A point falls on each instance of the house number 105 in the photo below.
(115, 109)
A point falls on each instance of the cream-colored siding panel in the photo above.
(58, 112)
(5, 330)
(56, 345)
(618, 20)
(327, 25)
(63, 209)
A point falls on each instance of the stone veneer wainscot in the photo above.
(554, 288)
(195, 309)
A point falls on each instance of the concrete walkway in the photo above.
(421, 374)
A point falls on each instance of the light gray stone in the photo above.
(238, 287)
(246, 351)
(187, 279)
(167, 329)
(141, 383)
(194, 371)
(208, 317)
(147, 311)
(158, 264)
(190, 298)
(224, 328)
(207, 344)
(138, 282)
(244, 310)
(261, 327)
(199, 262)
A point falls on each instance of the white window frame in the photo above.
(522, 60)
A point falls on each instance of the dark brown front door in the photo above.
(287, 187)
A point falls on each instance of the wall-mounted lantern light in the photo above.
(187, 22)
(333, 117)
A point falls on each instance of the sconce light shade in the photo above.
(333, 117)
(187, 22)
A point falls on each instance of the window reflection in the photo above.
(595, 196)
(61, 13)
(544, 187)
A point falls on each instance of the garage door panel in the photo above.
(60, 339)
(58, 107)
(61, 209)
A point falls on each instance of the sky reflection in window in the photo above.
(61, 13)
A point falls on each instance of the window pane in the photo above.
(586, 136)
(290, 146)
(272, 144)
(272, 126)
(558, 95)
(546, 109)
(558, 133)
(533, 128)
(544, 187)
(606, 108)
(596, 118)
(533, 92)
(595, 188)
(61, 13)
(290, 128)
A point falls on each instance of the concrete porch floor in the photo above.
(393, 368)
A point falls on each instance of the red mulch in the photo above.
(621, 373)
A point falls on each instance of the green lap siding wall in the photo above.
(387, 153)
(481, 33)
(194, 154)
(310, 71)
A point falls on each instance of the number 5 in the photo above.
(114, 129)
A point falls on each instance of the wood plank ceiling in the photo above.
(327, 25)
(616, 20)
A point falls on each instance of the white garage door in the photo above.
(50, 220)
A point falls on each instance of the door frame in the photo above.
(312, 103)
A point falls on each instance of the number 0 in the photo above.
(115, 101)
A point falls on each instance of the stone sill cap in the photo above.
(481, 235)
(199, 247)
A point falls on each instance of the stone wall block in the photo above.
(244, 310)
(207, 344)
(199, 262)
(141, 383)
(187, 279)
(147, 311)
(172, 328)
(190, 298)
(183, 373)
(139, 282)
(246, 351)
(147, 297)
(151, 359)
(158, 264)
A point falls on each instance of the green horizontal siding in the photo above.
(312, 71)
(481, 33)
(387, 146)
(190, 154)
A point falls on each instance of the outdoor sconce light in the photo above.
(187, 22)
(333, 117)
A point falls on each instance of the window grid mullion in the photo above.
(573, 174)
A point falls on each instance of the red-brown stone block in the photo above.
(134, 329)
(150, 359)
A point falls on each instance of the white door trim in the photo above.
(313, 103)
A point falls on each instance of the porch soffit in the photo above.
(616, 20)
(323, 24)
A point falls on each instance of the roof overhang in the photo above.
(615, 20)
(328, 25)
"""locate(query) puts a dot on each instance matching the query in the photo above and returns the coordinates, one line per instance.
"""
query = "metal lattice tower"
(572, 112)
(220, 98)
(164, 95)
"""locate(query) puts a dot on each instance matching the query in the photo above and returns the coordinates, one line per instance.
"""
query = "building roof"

Your goal: Output each line of the material above with no deviation.

Solved exercise:
A point falls on each instance of the house number 105 in the photo below.
(115, 109)
A point falls on each instance of the cream-colored siding panel in the photo above.
(58, 112)
(5, 330)
(56, 345)
(618, 20)
(327, 25)
(63, 209)
A point falls on each instance of the stone veneer wainscot in the photo above.
(554, 288)
(195, 309)
A point falls on each instance of the concrete walkway in the photo above.
(421, 374)
A point falls on each instance of the light gray stone in the photo above.
(238, 287)
(246, 351)
(187, 279)
(167, 329)
(141, 383)
(194, 371)
(208, 317)
(147, 311)
(158, 264)
(190, 298)
(224, 328)
(207, 344)
(138, 282)
(244, 310)
(261, 327)
(199, 262)
A point falls on each instance of the white window frame in the photo above.
(522, 60)
A point falls on each instance of the dark brown front door in the photo above.
(287, 187)
A point falls on each instance of the wall-mounted lantern light in the photo above.
(187, 22)
(333, 117)
A point falls on each instance of the sconce light shade in the photo above.
(333, 117)
(187, 22)
A point falls on each instance of the window reflection in the photo above.
(595, 196)
(61, 13)
(544, 187)
A point falls on each instance of the garage door panel in the photo above.
(60, 339)
(58, 107)
(61, 209)
A point falls on each instance of the sky reflection in window in the photo above.
(61, 13)
A point falls on each instance of the window pane in the photo above.
(586, 136)
(290, 146)
(272, 144)
(272, 126)
(558, 95)
(546, 109)
(558, 133)
(533, 128)
(544, 187)
(606, 108)
(596, 118)
(533, 92)
(595, 188)
(61, 13)
(290, 128)
A point falls on each instance of the concrete porch floor in the photo above.
(393, 368)
A point falls on each instance of the red mulch in the photo above.
(621, 373)
A point falls on each instance of the green lap siding wall in the photo above.
(387, 153)
(481, 33)
(194, 154)
(310, 71)
A point falls on each instance of the number 5 in the photo above.
(114, 129)
A point falls on each instance of the wood plank ceiling in the photo above.
(327, 25)
(616, 20)
A point falls on each instance of the white garage door in the photo above.
(50, 220)
A point falls on each instance of the door frame in the photo above.
(312, 103)
A point falls on each instance of the number 0 in the photo above.
(115, 101)
A point falls on each instance of the stone sill cap in the photo above.
(481, 235)
(199, 247)
A point falls on each instance of the stone wall block in the photo above.
(244, 310)
(207, 344)
(199, 262)
(141, 383)
(187, 279)
(147, 311)
(172, 328)
(190, 298)
(183, 373)
(139, 282)
(246, 351)
(147, 297)
(151, 359)
(158, 264)
A point falls on each instance of the green horizontal siding in the photo above.
(312, 71)
(481, 33)
(387, 146)
(190, 154)
A point falls on each instance of the outdoor sconce light in the photo above.
(187, 22)
(333, 117)
A point falls on each instance of the window grid mullion in the photo above.
(573, 174)
A point falls on each instance of the red-brown stone block in the photo above.
(134, 329)
(150, 359)
A point falls on each instance of the white door trim in the photo above.
(313, 103)
A point falls on each instance of the porch soffit in the photo above.
(616, 20)
(323, 24)
A point falls on each instance of the roof overhang in the photo above.
(615, 20)
(328, 25)
"""locate(query) puts a dot on each instance matching the query in the photo above and returns the coordinates, one line per instance.
"""
query = "metal lattice tower"
(572, 112)
(220, 98)
(164, 95)
"""locate(query) puts a dot on each instance matching the query in the photo above and returns the coordinates, one line per instance.
"""
query = "building roof"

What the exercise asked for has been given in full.